EXERCISE DETAILS
Count the lines of the material below that contain the word "shrub", and reply with that number alone.

RECORD EXCERPTS
=====

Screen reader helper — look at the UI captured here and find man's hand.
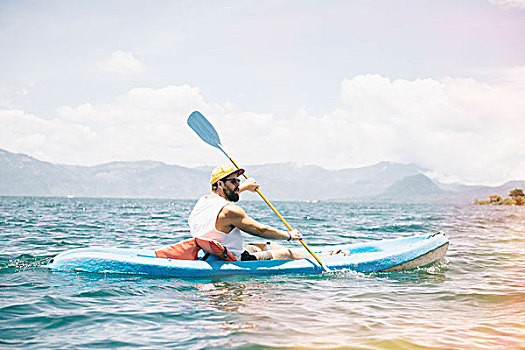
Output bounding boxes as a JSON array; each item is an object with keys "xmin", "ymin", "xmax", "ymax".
[
  {"xmin": 288, "ymin": 230, "xmax": 303, "ymax": 241},
  {"xmin": 239, "ymin": 177, "xmax": 259, "ymax": 192}
]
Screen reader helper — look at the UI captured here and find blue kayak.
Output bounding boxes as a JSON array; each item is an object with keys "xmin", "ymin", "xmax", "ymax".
[{"xmin": 48, "ymin": 232, "xmax": 449, "ymax": 277}]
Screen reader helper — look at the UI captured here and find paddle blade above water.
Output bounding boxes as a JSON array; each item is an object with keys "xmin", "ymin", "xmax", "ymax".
[{"xmin": 188, "ymin": 111, "xmax": 222, "ymax": 150}]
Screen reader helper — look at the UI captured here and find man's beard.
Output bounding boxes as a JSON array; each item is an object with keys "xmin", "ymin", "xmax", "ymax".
[{"xmin": 223, "ymin": 190, "xmax": 239, "ymax": 202}]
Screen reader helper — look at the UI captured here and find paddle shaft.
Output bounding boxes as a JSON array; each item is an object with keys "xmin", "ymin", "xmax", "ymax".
[
  {"xmin": 225, "ymin": 157, "xmax": 330, "ymax": 271},
  {"xmin": 188, "ymin": 111, "xmax": 330, "ymax": 272}
]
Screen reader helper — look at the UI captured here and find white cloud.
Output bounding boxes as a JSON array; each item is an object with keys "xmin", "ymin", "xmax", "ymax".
[
  {"xmin": 98, "ymin": 50, "xmax": 144, "ymax": 74},
  {"xmin": 490, "ymin": 0, "xmax": 525, "ymax": 9},
  {"xmin": 0, "ymin": 75, "xmax": 525, "ymax": 184}
]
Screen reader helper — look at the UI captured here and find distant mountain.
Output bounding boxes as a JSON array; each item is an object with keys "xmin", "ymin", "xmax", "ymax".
[
  {"xmin": 0, "ymin": 150, "xmax": 525, "ymax": 203},
  {"xmin": 381, "ymin": 174, "xmax": 445, "ymax": 198}
]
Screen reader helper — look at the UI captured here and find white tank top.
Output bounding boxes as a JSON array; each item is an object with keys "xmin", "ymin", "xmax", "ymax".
[{"xmin": 188, "ymin": 194, "xmax": 244, "ymax": 260}]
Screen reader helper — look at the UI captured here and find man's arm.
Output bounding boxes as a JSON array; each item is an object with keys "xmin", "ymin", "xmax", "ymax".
[{"xmin": 217, "ymin": 204, "xmax": 303, "ymax": 240}]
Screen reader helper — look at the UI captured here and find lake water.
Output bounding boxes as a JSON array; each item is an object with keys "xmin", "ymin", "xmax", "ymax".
[{"xmin": 0, "ymin": 197, "xmax": 525, "ymax": 349}]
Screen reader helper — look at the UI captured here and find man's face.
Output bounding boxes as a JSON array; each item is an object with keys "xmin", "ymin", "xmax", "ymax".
[{"xmin": 220, "ymin": 176, "xmax": 241, "ymax": 202}]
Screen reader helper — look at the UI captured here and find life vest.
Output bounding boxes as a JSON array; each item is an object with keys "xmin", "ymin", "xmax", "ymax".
[{"xmin": 155, "ymin": 237, "xmax": 237, "ymax": 261}]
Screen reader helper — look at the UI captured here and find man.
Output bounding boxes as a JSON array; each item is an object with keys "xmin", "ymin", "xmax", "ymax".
[{"xmin": 188, "ymin": 165, "xmax": 344, "ymax": 260}]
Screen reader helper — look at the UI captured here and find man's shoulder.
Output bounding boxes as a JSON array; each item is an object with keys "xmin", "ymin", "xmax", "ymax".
[{"xmin": 222, "ymin": 203, "xmax": 246, "ymax": 216}]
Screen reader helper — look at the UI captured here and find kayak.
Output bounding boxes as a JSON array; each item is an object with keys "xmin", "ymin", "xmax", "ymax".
[{"xmin": 47, "ymin": 232, "xmax": 449, "ymax": 277}]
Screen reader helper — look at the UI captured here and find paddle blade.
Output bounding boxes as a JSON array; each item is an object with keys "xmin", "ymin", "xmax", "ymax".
[{"xmin": 188, "ymin": 111, "xmax": 222, "ymax": 150}]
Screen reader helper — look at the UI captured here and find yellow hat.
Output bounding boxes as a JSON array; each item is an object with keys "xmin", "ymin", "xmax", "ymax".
[{"xmin": 210, "ymin": 165, "xmax": 244, "ymax": 185}]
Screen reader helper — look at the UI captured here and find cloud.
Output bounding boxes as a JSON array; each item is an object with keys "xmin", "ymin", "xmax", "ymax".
[
  {"xmin": 490, "ymin": 0, "xmax": 525, "ymax": 9},
  {"xmin": 0, "ymin": 75, "xmax": 525, "ymax": 184},
  {"xmin": 98, "ymin": 50, "xmax": 144, "ymax": 74}
]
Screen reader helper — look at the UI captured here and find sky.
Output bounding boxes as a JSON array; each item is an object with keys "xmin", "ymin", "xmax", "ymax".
[{"xmin": 0, "ymin": 0, "xmax": 525, "ymax": 185}]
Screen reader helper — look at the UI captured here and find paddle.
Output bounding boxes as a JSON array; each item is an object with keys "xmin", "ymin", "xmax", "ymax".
[{"xmin": 188, "ymin": 111, "xmax": 330, "ymax": 272}]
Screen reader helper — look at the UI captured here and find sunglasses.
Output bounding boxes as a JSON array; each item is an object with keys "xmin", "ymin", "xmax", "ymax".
[{"xmin": 222, "ymin": 177, "xmax": 241, "ymax": 186}]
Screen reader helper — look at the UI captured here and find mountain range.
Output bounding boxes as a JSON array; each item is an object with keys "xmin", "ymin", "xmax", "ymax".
[{"xmin": 0, "ymin": 150, "xmax": 525, "ymax": 203}]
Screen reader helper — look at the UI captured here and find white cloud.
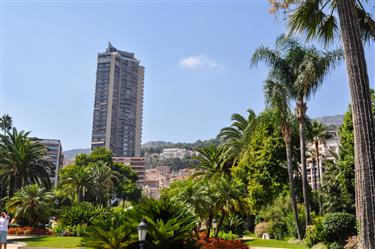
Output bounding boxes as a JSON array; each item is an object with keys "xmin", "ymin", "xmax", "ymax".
[{"xmin": 178, "ymin": 54, "xmax": 223, "ymax": 70}]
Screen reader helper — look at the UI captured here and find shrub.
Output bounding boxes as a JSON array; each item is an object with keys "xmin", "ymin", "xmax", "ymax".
[
  {"xmin": 8, "ymin": 227, "xmax": 52, "ymax": 235},
  {"xmin": 323, "ymin": 213, "xmax": 356, "ymax": 246},
  {"xmin": 59, "ymin": 224, "xmax": 87, "ymax": 237},
  {"xmin": 255, "ymin": 222, "xmax": 270, "ymax": 238},
  {"xmin": 344, "ymin": 236, "xmax": 358, "ymax": 249},
  {"xmin": 60, "ymin": 202, "xmax": 104, "ymax": 227},
  {"xmin": 210, "ymin": 231, "xmax": 238, "ymax": 240},
  {"xmin": 305, "ymin": 217, "xmax": 323, "ymax": 247},
  {"xmin": 199, "ymin": 238, "xmax": 249, "ymax": 249},
  {"xmin": 268, "ymin": 221, "xmax": 288, "ymax": 240},
  {"xmin": 311, "ymin": 242, "xmax": 328, "ymax": 249},
  {"xmin": 328, "ymin": 242, "xmax": 343, "ymax": 249},
  {"xmin": 222, "ymin": 214, "xmax": 246, "ymax": 236}
]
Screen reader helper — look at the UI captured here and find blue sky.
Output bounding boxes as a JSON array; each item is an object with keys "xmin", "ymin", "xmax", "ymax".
[{"xmin": 1, "ymin": 0, "xmax": 375, "ymax": 150}]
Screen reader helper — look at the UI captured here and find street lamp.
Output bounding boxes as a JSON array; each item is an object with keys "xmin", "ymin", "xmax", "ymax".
[{"xmin": 137, "ymin": 219, "xmax": 147, "ymax": 249}]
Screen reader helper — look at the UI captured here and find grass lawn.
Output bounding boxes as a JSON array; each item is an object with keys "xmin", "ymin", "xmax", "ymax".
[
  {"xmin": 10, "ymin": 236, "xmax": 82, "ymax": 248},
  {"xmin": 246, "ymin": 239, "xmax": 308, "ymax": 249}
]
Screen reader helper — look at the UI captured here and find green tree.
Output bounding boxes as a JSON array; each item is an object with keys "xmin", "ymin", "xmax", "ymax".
[
  {"xmin": 82, "ymin": 210, "xmax": 137, "ymax": 249},
  {"xmin": 6, "ymin": 184, "xmax": 53, "ymax": 226},
  {"xmin": 232, "ymin": 110, "xmax": 288, "ymax": 214},
  {"xmin": 60, "ymin": 165, "xmax": 95, "ymax": 202},
  {"xmin": 264, "ymin": 77, "xmax": 302, "ymax": 240},
  {"xmin": 129, "ymin": 198, "xmax": 199, "ymax": 249},
  {"xmin": 252, "ymin": 36, "xmax": 342, "ymax": 225},
  {"xmin": 91, "ymin": 161, "xmax": 119, "ymax": 206},
  {"xmin": 272, "ymin": 0, "xmax": 375, "ymax": 248},
  {"xmin": 217, "ymin": 109, "xmax": 256, "ymax": 165},
  {"xmin": 0, "ymin": 128, "xmax": 53, "ymax": 197},
  {"xmin": 0, "ymin": 114, "xmax": 13, "ymax": 134},
  {"xmin": 311, "ymin": 120, "xmax": 327, "ymax": 189}
]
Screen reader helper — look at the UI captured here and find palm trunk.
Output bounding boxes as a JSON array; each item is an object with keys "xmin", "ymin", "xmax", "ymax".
[
  {"xmin": 215, "ymin": 209, "xmax": 225, "ymax": 238},
  {"xmin": 315, "ymin": 140, "xmax": 323, "ymax": 188},
  {"xmin": 336, "ymin": 0, "xmax": 375, "ymax": 249},
  {"xmin": 284, "ymin": 128, "xmax": 302, "ymax": 240},
  {"xmin": 14, "ymin": 173, "xmax": 23, "ymax": 191},
  {"xmin": 8, "ymin": 175, "xmax": 15, "ymax": 198},
  {"xmin": 206, "ymin": 213, "xmax": 213, "ymax": 239},
  {"xmin": 297, "ymin": 99, "xmax": 311, "ymax": 225},
  {"xmin": 315, "ymin": 140, "xmax": 323, "ymax": 214},
  {"xmin": 311, "ymin": 158, "xmax": 317, "ymax": 190}
]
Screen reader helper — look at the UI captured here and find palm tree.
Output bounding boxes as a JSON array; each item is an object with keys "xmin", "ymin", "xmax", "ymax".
[
  {"xmin": 252, "ymin": 36, "xmax": 342, "ymax": 225},
  {"xmin": 194, "ymin": 144, "xmax": 232, "ymax": 179},
  {"xmin": 311, "ymin": 120, "xmax": 327, "ymax": 188},
  {"xmin": 214, "ymin": 176, "xmax": 244, "ymax": 238},
  {"xmin": 92, "ymin": 161, "xmax": 118, "ymax": 206},
  {"xmin": 0, "ymin": 128, "xmax": 53, "ymax": 197},
  {"xmin": 264, "ymin": 77, "xmax": 302, "ymax": 240},
  {"xmin": 0, "ymin": 114, "xmax": 13, "ymax": 133},
  {"xmin": 218, "ymin": 109, "xmax": 256, "ymax": 165},
  {"xmin": 61, "ymin": 165, "xmax": 95, "ymax": 202},
  {"xmin": 6, "ymin": 184, "xmax": 53, "ymax": 226},
  {"xmin": 274, "ymin": 0, "xmax": 375, "ymax": 248}
]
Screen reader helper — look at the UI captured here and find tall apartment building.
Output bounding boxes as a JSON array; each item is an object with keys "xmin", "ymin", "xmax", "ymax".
[
  {"xmin": 35, "ymin": 138, "xmax": 64, "ymax": 186},
  {"xmin": 112, "ymin": 157, "xmax": 145, "ymax": 186},
  {"xmin": 306, "ymin": 131, "xmax": 340, "ymax": 190},
  {"xmin": 91, "ymin": 43, "xmax": 144, "ymax": 157}
]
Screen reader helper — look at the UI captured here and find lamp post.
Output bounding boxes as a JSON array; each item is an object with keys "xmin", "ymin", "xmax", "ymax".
[
  {"xmin": 212, "ymin": 219, "xmax": 217, "ymax": 234},
  {"xmin": 137, "ymin": 219, "xmax": 147, "ymax": 249}
]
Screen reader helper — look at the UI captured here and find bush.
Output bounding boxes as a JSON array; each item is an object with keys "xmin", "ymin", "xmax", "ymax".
[
  {"xmin": 8, "ymin": 226, "xmax": 52, "ymax": 235},
  {"xmin": 311, "ymin": 242, "xmax": 328, "ymax": 249},
  {"xmin": 222, "ymin": 215, "xmax": 246, "ymax": 236},
  {"xmin": 255, "ymin": 222, "xmax": 270, "ymax": 238},
  {"xmin": 323, "ymin": 213, "xmax": 356, "ymax": 247},
  {"xmin": 305, "ymin": 217, "xmax": 323, "ymax": 247},
  {"xmin": 256, "ymin": 194, "xmax": 305, "ymax": 239},
  {"xmin": 199, "ymin": 238, "xmax": 249, "ymax": 249},
  {"xmin": 209, "ymin": 231, "xmax": 238, "ymax": 240},
  {"xmin": 60, "ymin": 202, "xmax": 104, "ymax": 227},
  {"xmin": 344, "ymin": 236, "xmax": 358, "ymax": 249},
  {"xmin": 328, "ymin": 242, "xmax": 343, "ymax": 249}
]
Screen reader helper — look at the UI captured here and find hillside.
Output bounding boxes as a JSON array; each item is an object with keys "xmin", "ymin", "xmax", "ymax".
[
  {"xmin": 64, "ymin": 148, "xmax": 91, "ymax": 160},
  {"xmin": 64, "ymin": 115, "xmax": 344, "ymax": 160}
]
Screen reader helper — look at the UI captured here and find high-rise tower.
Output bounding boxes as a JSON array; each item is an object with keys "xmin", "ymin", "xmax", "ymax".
[{"xmin": 91, "ymin": 43, "xmax": 144, "ymax": 157}]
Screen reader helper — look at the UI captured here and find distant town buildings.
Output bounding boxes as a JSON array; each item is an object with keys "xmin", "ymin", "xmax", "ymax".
[
  {"xmin": 91, "ymin": 43, "xmax": 144, "ymax": 157},
  {"xmin": 159, "ymin": 148, "xmax": 197, "ymax": 159},
  {"xmin": 35, "ymin": 138, "xmax": 64, "ymax": 186},
  {"xmin": 306, "ymin": 130, "xmax": 340, "ymax": 189},
  {"xmin": 143, "ymin": 166, "xmax": 195, "ymax": 199},
  {"xmin": 112, "ymin": 157, "xmax": 145, "ymax": 186}
]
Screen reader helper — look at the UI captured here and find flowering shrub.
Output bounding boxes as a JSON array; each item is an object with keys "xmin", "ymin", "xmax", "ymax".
[
  {"xmin": 199, "ymin": 238, "xmax": 249, "ymax": 249},
  {"xmin": 255, "ymin": 222, "xmax": 270, "ymax": 238},
  {"xmin": 344, "ymin": 236, "xmax": 358, "ymax": 249},
  {"xmin": 8, "ymin": 227, "xmax": 53, "ymax": 235}
]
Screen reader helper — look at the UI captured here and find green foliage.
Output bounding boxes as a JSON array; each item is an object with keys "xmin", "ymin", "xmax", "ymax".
[
  {"xmin": 129, "ymin": 198, "xmax": 199, "ymax": 249},
  {"xmin": 60, "ymin": 148, "xmax": 141, "ymax": 206},
  {"xmin": 60, "ymin": 202, "xmax": 105, "ymax": 227},
  {"xmin": 52, "ymin": 224, "xmax": 87, "ymax": 237},
  {"xmin": 210, "ymin": 231, "xmax": 238, "ymax": 240},
  {"xmin": 328, "ymin": 242, "xmax": 343, "ymax": 249},
  {"xmin": 0, "ymin": 128, "xmax": 53, "ymax": 196},
  {"xmin": 255, "ymin": 222, "xmax": 271, "ymax": 238},
  {"xmin": 256, "ymin": 195, "xmax": 305, "ymax": 239},
  {"xmin": 6, "ymin": 184, "xmax": 52, "ymax": 226},
  {"xmin": 323, "ymin": 213, "xmax": 357, "ymax": 245},
  {"xmin": 233, "ymin": 111, "xmax": 288, "ymax": 212},
  {"xmin": 82, "ymin": 211, "xmax": 137, "ymax": 249},
  {"xmin": 305, "ymin": 217, "xmax": 324, "ymax": 247}
]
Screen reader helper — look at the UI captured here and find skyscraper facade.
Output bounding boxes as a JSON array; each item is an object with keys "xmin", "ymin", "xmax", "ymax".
[{"xmin": 91, "ymin": 43, "xmax": 144, "ymax": 157}]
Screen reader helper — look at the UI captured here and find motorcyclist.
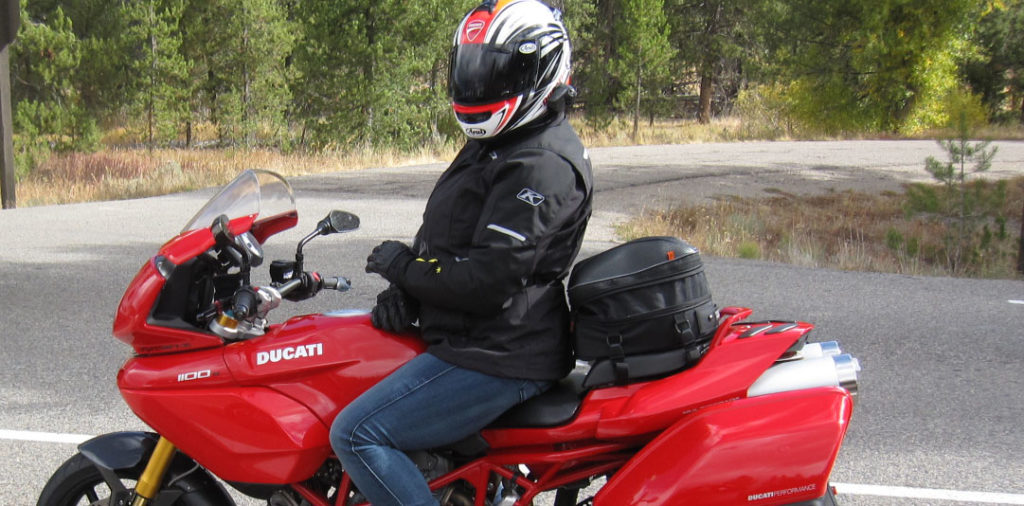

=====

TASK SOLUTION
2